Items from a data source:
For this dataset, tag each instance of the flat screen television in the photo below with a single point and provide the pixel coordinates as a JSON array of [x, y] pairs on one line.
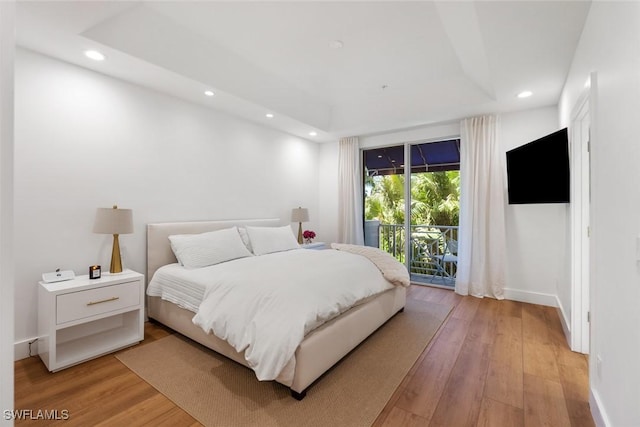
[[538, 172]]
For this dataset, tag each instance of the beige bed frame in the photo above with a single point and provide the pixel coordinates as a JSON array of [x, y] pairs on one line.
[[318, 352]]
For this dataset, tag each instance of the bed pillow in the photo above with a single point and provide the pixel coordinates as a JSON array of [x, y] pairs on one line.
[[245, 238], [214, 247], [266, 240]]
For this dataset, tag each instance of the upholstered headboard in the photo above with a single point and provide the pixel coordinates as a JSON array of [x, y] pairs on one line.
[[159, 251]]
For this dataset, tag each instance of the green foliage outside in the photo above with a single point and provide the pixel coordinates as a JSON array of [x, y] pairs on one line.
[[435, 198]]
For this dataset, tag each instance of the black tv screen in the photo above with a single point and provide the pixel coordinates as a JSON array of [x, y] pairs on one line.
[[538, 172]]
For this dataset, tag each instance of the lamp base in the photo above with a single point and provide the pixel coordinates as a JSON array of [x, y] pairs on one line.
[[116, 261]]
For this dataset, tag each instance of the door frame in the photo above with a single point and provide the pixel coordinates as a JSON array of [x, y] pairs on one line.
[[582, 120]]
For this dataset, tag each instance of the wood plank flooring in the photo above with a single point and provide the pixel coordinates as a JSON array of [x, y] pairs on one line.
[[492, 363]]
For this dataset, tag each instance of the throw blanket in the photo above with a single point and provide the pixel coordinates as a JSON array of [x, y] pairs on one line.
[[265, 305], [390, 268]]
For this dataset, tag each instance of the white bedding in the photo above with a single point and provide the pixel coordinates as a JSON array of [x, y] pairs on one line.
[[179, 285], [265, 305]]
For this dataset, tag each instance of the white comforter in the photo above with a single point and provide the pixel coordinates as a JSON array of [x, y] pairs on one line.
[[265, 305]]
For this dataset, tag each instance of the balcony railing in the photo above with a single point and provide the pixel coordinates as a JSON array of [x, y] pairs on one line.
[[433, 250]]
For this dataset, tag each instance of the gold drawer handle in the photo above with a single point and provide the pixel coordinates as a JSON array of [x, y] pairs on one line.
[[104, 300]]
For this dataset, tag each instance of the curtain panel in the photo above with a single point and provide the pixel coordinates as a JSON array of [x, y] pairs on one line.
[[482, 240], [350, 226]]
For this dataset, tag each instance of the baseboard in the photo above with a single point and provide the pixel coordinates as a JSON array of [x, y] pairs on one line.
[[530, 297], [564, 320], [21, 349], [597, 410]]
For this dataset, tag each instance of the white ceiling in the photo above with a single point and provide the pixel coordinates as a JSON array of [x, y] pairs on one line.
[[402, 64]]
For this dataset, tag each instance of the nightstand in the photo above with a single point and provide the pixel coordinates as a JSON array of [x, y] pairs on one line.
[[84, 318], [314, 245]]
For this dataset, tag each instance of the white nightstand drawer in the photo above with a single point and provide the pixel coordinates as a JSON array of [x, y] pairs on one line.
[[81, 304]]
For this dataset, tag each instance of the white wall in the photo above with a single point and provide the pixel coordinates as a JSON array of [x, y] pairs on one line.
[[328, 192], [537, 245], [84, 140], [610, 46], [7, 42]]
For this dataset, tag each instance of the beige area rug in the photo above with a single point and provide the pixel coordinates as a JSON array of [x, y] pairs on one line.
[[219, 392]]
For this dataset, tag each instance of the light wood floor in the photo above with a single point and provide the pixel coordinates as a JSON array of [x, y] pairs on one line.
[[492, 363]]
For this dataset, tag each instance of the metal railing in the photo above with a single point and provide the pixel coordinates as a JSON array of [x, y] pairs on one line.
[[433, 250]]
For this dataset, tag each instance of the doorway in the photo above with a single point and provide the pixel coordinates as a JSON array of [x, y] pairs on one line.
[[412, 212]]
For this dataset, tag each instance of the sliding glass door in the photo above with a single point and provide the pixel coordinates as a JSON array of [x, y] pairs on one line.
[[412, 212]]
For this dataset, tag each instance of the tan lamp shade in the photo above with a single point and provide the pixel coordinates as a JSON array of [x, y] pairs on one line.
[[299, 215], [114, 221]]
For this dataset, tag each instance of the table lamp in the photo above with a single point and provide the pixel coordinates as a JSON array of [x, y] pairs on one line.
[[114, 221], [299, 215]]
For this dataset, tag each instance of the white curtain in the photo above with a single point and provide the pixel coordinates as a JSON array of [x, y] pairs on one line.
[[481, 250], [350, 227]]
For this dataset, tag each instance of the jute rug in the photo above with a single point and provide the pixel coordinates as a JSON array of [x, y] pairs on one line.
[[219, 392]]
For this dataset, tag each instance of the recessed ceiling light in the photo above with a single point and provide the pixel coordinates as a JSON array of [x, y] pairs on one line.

## Activity
Quote, word for word, every line starting at the one that contains "For this dataset, tag each instance of the tan" and ending with the final line of the entries.

## Response box
For this dataset, tag each instance of the tan lamp shade in the photo above with a single point and provide the pixel coordinates as a JSON array of [x, y] pairs on one line.
[[299, 215], [114, 221]]
For this dataset, tag each instance of the table lamp in the photo above with a single point and provide the pixel coordinates as a JSON array of [x, y] pairs on one line.
[[114, 221], [299, 215]]
For this dataset, tag each instance of the white curtain in the photo above with a single point and provide the pixel coordinates as a JSON array of [x, y] pairs on one line.
[[481, 250], [350, 227]]
For this dataset, tag each instance of the jute rug in the photo above with a single point and provide the pixel coordinates as a JSON array of [x, y] pairs on one line.
[[219, 392]]
For this dataset, tag each instance of the recessed ceiling light in the photo above with a single point and provide the pixel coordinates as a JSON array of [x, y] pairs on one line.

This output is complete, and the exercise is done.